## Stated task
Copy the lines starting at the one containing "If the large" and ending at the one containing "[303,144,361,195]", both included, without any pictures.

━━━ Data excerpts ━━━

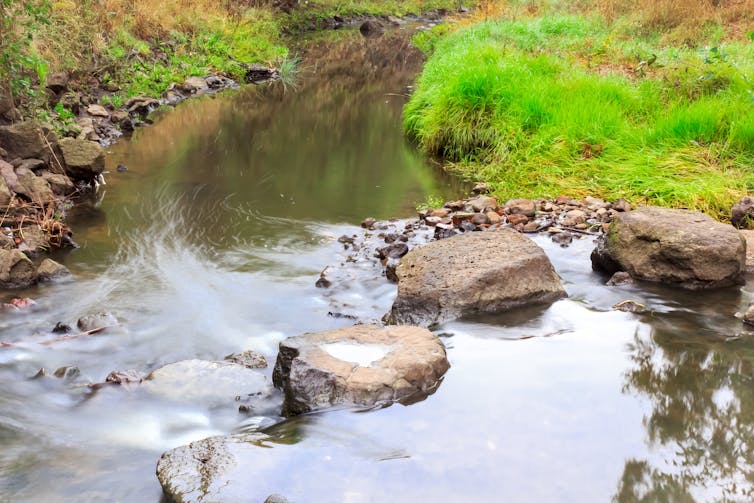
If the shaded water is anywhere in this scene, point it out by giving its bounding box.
[0,28,754,502]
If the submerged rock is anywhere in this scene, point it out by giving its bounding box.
[592,206,746,290]
[58,138,105,181]
[272,325,450,416]
[389,229,566,326]
[0,249,37,288]
[37,258,71,281]
[730,197,754,229]
[359,19,385,38]
[142,360,270,407]
[76,311,118,332]
[157,433,268,503]
[0,121,57,162]
[225,349,267,369]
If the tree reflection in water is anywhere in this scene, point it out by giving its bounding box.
[613,312,754,503]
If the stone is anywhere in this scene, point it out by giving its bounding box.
[0,249,37,289]
[76,311,118,333]
[508,213,529,225]
[157,432,270,503]
[53,366,81,380]
[471,182,489,194]
[359,19,385,38]
[739,230,754,272]
[41,171,76,196]
[505,199,537,217]
[3,297,37,311]
[86,104,110,119]
[485,211,503,225]
[244,65,280,84]
[142,360,271,407]
[592,206,746,290]
[427,208,450,218]
[730,197,754,229]
[377,243,408,259]
[264,494,291,503]
[272,325,450,416]
[16,224,50,257]
[613,300,647,313]
[45,72,68,94]
[743,303,754,326]
[37,258,71,282]
[613,197,631,212]
[565,210,586,225]
[469,196,497,211]
[389,228,566,326]
[584,196,607,211]
[182,77,208,93]
[225,349,267,369]
[551,232,573,248]
[605,271,634,286]
[13,166,55,204]
[470,213,490,225]
[58,138,105,181]
[205,75,225,89]
[0,121,57,163]
[15,159,46,172]
[105,369,144,384]
[0,172,13,207]
[121,96,160,117]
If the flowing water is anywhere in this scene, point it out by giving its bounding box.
[0,28,754,503]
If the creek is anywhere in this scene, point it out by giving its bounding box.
[0,24,754,502]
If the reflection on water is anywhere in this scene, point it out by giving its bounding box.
[0,26,754,502]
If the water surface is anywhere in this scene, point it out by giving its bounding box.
[0,28,754,502]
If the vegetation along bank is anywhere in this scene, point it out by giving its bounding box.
[404,0,754,219]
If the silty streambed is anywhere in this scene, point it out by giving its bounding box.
[0,26,754,502]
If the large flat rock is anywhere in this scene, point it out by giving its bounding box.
[272,325,450,416]
[592,206,746,290]
[389,229,566,326]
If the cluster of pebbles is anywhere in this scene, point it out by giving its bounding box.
[316,184,631,288]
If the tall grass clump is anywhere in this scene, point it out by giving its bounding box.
[404,15,754,216]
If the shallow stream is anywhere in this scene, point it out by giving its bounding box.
[0,26,754,502]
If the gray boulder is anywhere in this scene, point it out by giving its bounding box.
[592,206,746,290]
[58,138,105,181]
[76,311,118,332]
[15,166,55,204]
[0,249,37,289]
[46,72,68,94]
[272,325,450,416]
[37,258,71,282]
[388,229,566,326]
[0,172,13,207]
[0,121,57,163]
[157,433,270,503]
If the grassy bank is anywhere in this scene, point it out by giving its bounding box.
[0,0,458,120]
[405,1,754,218]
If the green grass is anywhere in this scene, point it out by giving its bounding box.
[404,15,754,217]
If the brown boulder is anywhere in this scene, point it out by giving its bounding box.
[0,249,37,288]
[389,229,566,326]
[58,138,105,181]
[272,325,450,416]
[0,121,57,163]
[592,206,746,290]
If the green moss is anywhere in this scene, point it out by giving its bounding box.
[404,16,754,216]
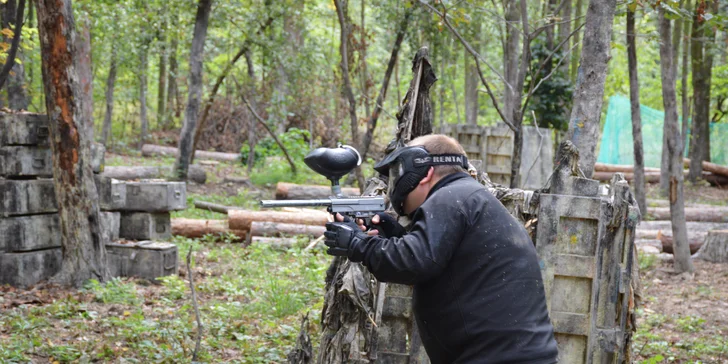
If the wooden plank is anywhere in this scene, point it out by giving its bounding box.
[551,312,589,336]
[553,254,596,278]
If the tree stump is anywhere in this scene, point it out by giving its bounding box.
[697,230,728,263]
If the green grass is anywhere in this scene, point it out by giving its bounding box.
[0,237,330,363]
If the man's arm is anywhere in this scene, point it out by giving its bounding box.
[348,204,468,285]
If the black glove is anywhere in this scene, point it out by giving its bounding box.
[324,220,368,257]
[369,212,407,238]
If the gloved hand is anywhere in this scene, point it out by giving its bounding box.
[324,220,367,257]
[369,212,407,238]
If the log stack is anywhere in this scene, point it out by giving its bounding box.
[592,162,728,187]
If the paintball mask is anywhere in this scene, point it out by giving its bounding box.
[374,146,468,216]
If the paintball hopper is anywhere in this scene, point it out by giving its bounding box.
[303,144,361,195]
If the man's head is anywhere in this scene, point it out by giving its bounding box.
[374,134,468,215]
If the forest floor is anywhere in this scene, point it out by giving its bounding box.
[0,155,728,363]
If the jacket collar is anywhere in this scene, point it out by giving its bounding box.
[427,172,472,198]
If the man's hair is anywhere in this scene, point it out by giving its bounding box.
[407,134,466,177]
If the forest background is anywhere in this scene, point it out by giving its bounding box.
[0,0,728,185]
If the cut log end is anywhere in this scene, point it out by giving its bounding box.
[697,230,728,263]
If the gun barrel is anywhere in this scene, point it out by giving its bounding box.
[260,199,331,208]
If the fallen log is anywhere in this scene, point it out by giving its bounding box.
[101,164,207,184]
[594,163,660,173]
[250,221,326,237]
[276,182,360,200]
[250,236,298,249]
[228,210,328,230]
[647,207,728,223]
[703,172,728,187]
[194,201,242,214]
[683,158,728,177]
[172,218,247,240]
[657,232,703,254]
[637,220,728,234]
[695,230,728,263]
[142,144,240,162]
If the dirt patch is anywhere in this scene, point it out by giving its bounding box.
[633,260,728,363]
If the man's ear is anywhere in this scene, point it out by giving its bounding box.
[420,167,435,185]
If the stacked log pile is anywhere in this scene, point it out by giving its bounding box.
[592,158,728,187]
[172,182,336,245]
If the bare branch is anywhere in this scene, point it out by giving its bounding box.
[417,0,513,91]
[418,0,516,131]
[233,78,297,174]
[522,23,586,112]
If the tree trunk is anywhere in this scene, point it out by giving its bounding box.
[688,0,715,182]
[659,7,695,273]
[0,0,28,110]
[360,10,412,160]
[511,0,531,188]
[504,1,521,122]
[245,48,258,175]
[334,0,365,191]
[37,0,109,287]
[572,0,584,83]
[463,42,480,125]
[157,1,169,128]
[568,0,617,178]
[680,0,692,146]
[359,0,371,119]
[228,210,328,230]
[163,14,180,130]
[190,16,278,162]
[0,0,29,110]
[0,0,25,95]
[175,0,212,180]
[558,0,572,77]
[101,45,118,149]
[139,41,149,148]
[627,9,647,213]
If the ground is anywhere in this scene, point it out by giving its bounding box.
[0,155,728,363]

━━━

## In response
If the large flat rock is anywhere in this scene, point it out by giving its bounding box.
[272,325,450,416]
[592,206,746,290]
[389,229,566,326]
If the cluster of pebbles is anywhere in this scene, point it out by giving its bounding box.
[316,184,631,288]
If the tall grass clump is anywhere in this scene, point it out by giving its bounding box.
[404,15,754,216]
If the shallow stream is anywhere in this scene, point it out by giving its bounding box.
[0,26,754,502]
If the gray boulder is anywhere in this scene, point it out by giving its bounding box.
[592,206,746,290]
[58,138,105,181]
[76,311,118,332]
[15,166,55,204]
[0,249,37,289]
[46,72,68,94]
[272,325,450,416]
[37,258,71,282]
[388,229,566,326]
[0,172,13,207]
[0,121,57,163]
[157,433,270,503]
If the grassy bank is anywhere in this scene, point it out by giving its bounding box.
[0,0,458,120]
[405,1,754,218]
If the green grass is anywhere in this scene, point it out by giving its bounding box.
[404,15,754,217]
If the brown boulder is anywhere in this scene, point it out by giving its bounding box.
[0,249,37,288]
[389,229,566,326]
[58,138,105,181]
[272,325,450,416]
[0,121,57,163]
[592,206,746,290]
If the green moss is anywhere in this scene, point it out by giving its bounding box.
[404,16,754,216]
If the wooden plank is anywhere in this scene, point it out by giving its bounding box.
[551,312,589,336]
[553,254,596,278]
If the tree stump is anywhere in this scene, point it out by giving its bounding box.
[697,230,728,263]
If the green grass is anywhere in this scene, point it out by giving its bounding box.
[0,237,330,363]
If the man's arm is anywhere in this scene, point it out by giving its bounding box.
[348,204,468,285]
If the black glove is anywhere in this scene, point it out by giving its bounding box.
[324,220,368,257]
[369,212,407,238]
If the gloved hand is anywhere in this scene, point it out by giving its bounding box.
[324,220,367,257]
[369,212,407,238]
If the log stack is anywhere in this scene, point it out by giving its bounding box.
[592,162,728,187]
If the paintball mask is anywhere in this scene, point it out by giving its bounding box.
[374,146,468,216]
If the paintball hopper is anywhere in this scene, point it out by giving its bounding box.
[303,144,361,195]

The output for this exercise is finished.